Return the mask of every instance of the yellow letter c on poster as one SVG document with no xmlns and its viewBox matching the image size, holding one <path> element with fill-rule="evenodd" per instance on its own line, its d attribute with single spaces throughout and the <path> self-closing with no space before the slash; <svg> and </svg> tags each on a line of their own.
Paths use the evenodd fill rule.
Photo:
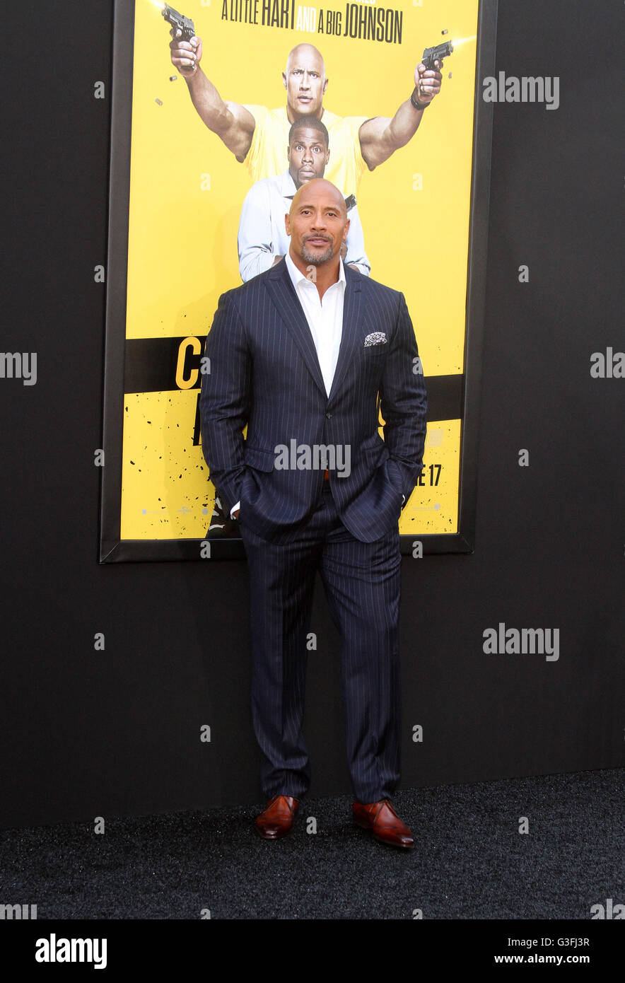
<svg viewBox="0 0 625 983">
<path fill-rule="evenodd" d="M 189 337 L 180 342 L 178 362 L 176 363 L 176 385 L 179 389 L 193 389 L 199 376 L 199 370 L 194 369 L 191 375 L 185 378 L 185 365 L 189 349 L 192 350 L 194 355 L 199 355 L 201 351 L 199 339 Z"/>
</svg>

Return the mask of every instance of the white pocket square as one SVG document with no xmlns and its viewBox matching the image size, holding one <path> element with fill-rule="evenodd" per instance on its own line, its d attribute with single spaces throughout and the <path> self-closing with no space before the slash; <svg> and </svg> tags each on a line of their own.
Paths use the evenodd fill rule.
<svg viewBox="0 0 625 983">
<path fill-rule="evenodd" d="M 370 348 L 371 345 L 385 345 L 387 341 L 388 338 L 383 331 L 373 331 L 365 338 L 365 348 Z"/>
</svg>

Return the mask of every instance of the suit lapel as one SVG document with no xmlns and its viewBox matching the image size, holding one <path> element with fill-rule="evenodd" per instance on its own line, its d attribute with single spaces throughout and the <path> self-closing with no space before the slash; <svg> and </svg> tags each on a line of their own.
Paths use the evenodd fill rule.
<svg viewBox="0 0 625 983">
<path fill-rule="evenodd" d="M 319 387 L 323 396 L 328 400 L 337 392 L 348 366 L 353 360 L 356 347 L 359 342 L 359 320 L 361 314 L 361 274 L 355 273 L 353 269 L 345 265 L 345 296 L 343 298 L 343 329 L 341 333 L 341 344 L 339 347 L 338 360 L 332 387 L 329 396 L 326 396 L 323 376 L 319 367 L 319 360 L 311 333 L 306 315 L 302 310 L 299 298 L 295 292 L 289 270 L 284 260 L 273 266 L 265 280 L 267 289 L 271 294 L 273 303 L 278 309 L 278 313 L 293 335 L 293 339 L 300 350 L 302 358 L 306 362 L 311 376 Z"/>
<path fill-rule="evenodd" d="M 265 283 L 282 320 L 293 335 L 293 340 L 298 346 L 311 376 L 325 397 L 325 384 L 311 328 L 291 282 L 284 260 L 271 268 Z"/>
<path fill-rule="evenodd" d="M 345 269 L 345 296 L 343 298 L 343 331 L 341 333 L 341 345 L 339 348 L 334 378 L 328 400 L 336 395 L 338 388 L 343 381 L 343 376 L 347 368 L 351 365 L 356 354 L 359 343 L 359 321 L 361 316 L 361 273 L 354 272 L 349 266 L 344 264 Z"/>
</svg>

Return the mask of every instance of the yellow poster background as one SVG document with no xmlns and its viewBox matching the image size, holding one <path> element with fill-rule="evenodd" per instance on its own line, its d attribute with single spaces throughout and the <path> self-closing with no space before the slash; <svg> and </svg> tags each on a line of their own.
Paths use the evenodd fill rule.
<svg viewBox="0 0 625 983">
<path fill-rule="evenodd" d="M 401 44 L 232 22 L 216 0 L 177 7 L 195 23 L 201 67 L 222 98 L 269 108 L 285 104 L 281 72 L 300 41 L 323 56 L 324 107 L 369 117 L 391 117 L 410 97 L 425 47 L 453 42 L 441 91 L 416 135 L 366 171 L 357 191 L 371 276 L 404 293 L 426 380 L 463 371 L 478 6 L 397 3 Z M 317 5 L 317 24 L 322 9 L 342 10 L 344 24 L 345 4 Z M 203 336 L 220 294 L 241 283 L 237 229 L 251 179 L 198 116 L 171 64 L 168 29 L 158 4 L 137 0 L 129 339 Z M 286 170 L 286 147 L 284 160 Z M 193 443 L 197 400 L 197 389 L 126 394 L 122 540 L 204 537 L 214 490 L 201 447 Z M 460 420 L 428 423 L 423 484 L 402 513 L 400 533 L 457 532 L 460 438 Z"/>
</svg>

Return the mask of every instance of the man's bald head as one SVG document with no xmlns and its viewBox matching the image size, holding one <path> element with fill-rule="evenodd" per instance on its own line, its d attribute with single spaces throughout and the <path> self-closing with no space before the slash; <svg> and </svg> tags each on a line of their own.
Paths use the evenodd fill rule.
<svg viewBox="0 0 625 983">
<path fill-rule="evenodd" d="M 322 201 L 328 207 L 334 204 L 334 207 L 342 213 L 343 217 L 347 218 L 345 199 L 336 185 L 333 185 L 331 181 L 326 181 L 325 178 L 314 178 L 312 181 L 308 181 L 305 185 L 302 185 L 293 196 L 289 214 L 292 215 L 293 211 L 300 207 L 300 202 L 302 202 L 304 204 L 312 204 L 317 203 L 319 201 Z"/>
<path fill-rule="evenodd" d="M 315 62 L 320 68 L 323 78 L 325 78 L 325 65 L 323 63 L 323 56 L 318 48 L 315 48 L 313 44 L 309 44 L 303 41 L 301 44 L 296 44 L 294 48 L 291 48 L 287 57 L 286 71 L 289 71 L 289 67 L 294 62 L 304 62 L 311 64 Z"/>
<path fill-rule="evenodd" d="M 308 43 L 291 48 L 282 83 L 287 90 L 287 116 L 291 123 L 298 116 L 321 118 L 328 80 L 318 48 Z"/>
<path fill-rule="evenodd" d="M 300 269 L 312 264 L 338 270 L 350 222 L 343 196 L 335 185 L 324 178 L 313 178 L 298 188 L 285 216 L 285 227 L 291 236 L 291 258 Z"/>
</svg>

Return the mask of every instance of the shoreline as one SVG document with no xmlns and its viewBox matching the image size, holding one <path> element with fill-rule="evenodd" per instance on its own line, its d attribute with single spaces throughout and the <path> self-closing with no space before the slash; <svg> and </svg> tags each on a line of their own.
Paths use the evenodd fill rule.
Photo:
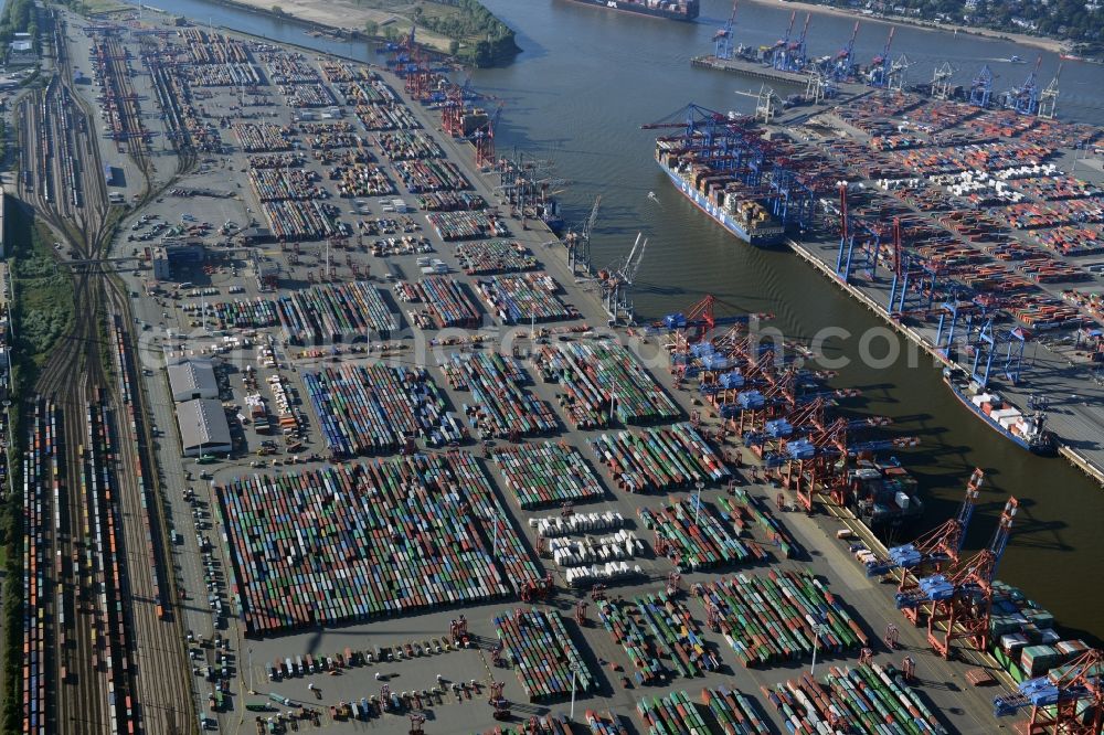
<svg viewBox="0 0 1104 735">
<path fill-rule="evenodd" d="M 368 23 L 368 21 L 373 21 L 381 28 L 395 23 L 410 23 L 410 21 L 403 15 L 388 11 L 355 8 L 352 6 L 335 7 L 329 3 L 317 2 L 315 0 L 284 0 L 283 3 L 278 3 L 278 6 L 283 9 L 283 12 L 278 13 L 273 11 L 273 8 L 276 6 L 265 3 L 262 0 L 204 1 L 216 6 L 234 8 L 248 13 L 265 15 L 267 18 L 272 18 L 273 20 L 305 25 L 316 31 L 335 33 L 341 36 L 339 40 L 343 41 L 362 40 L 368 43 L 385 42 L 386 40 L 383 36 L 369 35 L 363 30 L 364 24 Z M 339 17 L 336 14 L 338 11 L 348 12 L 347 14 Z M 346 24 L 339 25 L 338 22 L 341 20 L 346 21 Z M 354 36 L 353 34 L 357 35 Z M 429 46 L 439 53 L 447 53 L 450 39 L 438 33 L 434 33 L 433 31 L 418 29 L 418 42 L 422 45 Z"/>
<path fill-rule="evenodd" d="M 910 28 L 915 28 L 922 31 L 935 31 L 940 33 L 952 33 L 954 35 L 965 34 L 974 35 L 983 39 L 989 39 L 992 41 L 1008 41 L 1010 43 L 1017 43 L 1023 46 L 1031 46 L 1033 49 L 1039 49 L 1041 51 L 1047 51 L 1054 54 L 1065 53 L 1070 49 L 1070 43 L 1068 41 L 1061 41 L 1059 39 L 1052 39 L 1049 36 L 1039 35 L 1027 35 L 1025 33 L 1013 33 L 1006 31 L 994 31 L 989 29 L 974 29 L 974 28 L 963 28 L 960 25 L 952 25 L 949 23 L 940 23 L 937 21 L 925 21 L 925 20 L 913 20 L 911 18 L 898 17 L 898 15 L 866 15 L 861 12 L 852 12 L 849 10 L 842 10 L 840 8 L 834 8 L 831 6 L 821 6 L 815 2 L 804 2 L 803 0 L 749 0 L 757 6 L 771 6 L 774 8 L 796 8 L 798 10 L 806 10 L 811 13 L 822 13 L 826 15 L 836 15 L 838 18 L 848 18 L 851 20 L 859 21 L 872 21 L 878 23 L 885 23 L 889 25 L 907 25 Z"/>
</svg>

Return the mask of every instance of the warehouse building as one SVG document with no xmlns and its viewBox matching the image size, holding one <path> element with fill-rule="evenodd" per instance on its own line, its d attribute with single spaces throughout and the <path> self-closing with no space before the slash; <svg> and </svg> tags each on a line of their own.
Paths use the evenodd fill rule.
<svg viewBox="0 0 1104 735">
<path fill-rule="evenodd" d="M 217 401 L 197 398 L 178 404 L 177 424 L 184 457 L 227 452 L 233 448 L 226 412 Z"/>
<path fill-rule="evenodd" d="M 169 365 L 169 388 L 176 402 L 217 398 L 219 381 L 210 360 L 182 360 Z"/>
</svg>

· · · ·

## Task objective
Copy the data word for word, from the line containing "Return the mask of every instance of the suit" through the line containing "265 283 L 282", both of those lines included.

## Answer to this exercise
Return the mask of every instance of the suit lapel as one SVG document with no xmlns and its viewBox matching the image size, holding one <path> element with fill-rule="evenodd" per instance on its own line, its d attribute with single spaces throughout and the <path> self-closing with no space before the slash; <svg> and </svg> tags each on a line of their own.
Paths use the evenodd fill rule.
<svg viewBox="0 0 625 983">
<path fill-rule="evenodd" d="M 319 387 L 323 396 L 328 400 L 337 392 L 348 366 L 353 360 L 356 347 L 359 342 L 359 320 L 361 314 L 361 274 L 355 273 L 353 269 L 345 265 L 345 296 L 343 298 L 343 329 L 341 333 L 341 344 L 339 347 L 338 360 L 332 387 L 329 396 L 326 396 L 323 376 L 319 367 L 319 360 L 311 333 L 306 315 L 302 310 L 299 298 L 295 292 L 289 270 L 284 260 L 273 266 L 265 280 L 267 289 L 271 294 L 273 303 L 278 309 L 278 313 L 293 335 L 293 339 L 300 350 L 302 358 L 306 362 L 311 376 Z"/>
<path fill-rule="evenodd" d="M 265 283 L 282 320 L 293 335 L 293 340 L 298 346 L 311 376 L 325 397 L 325 384 L 311 328 L 291 282 L 284 260 L 271 268 Z"/>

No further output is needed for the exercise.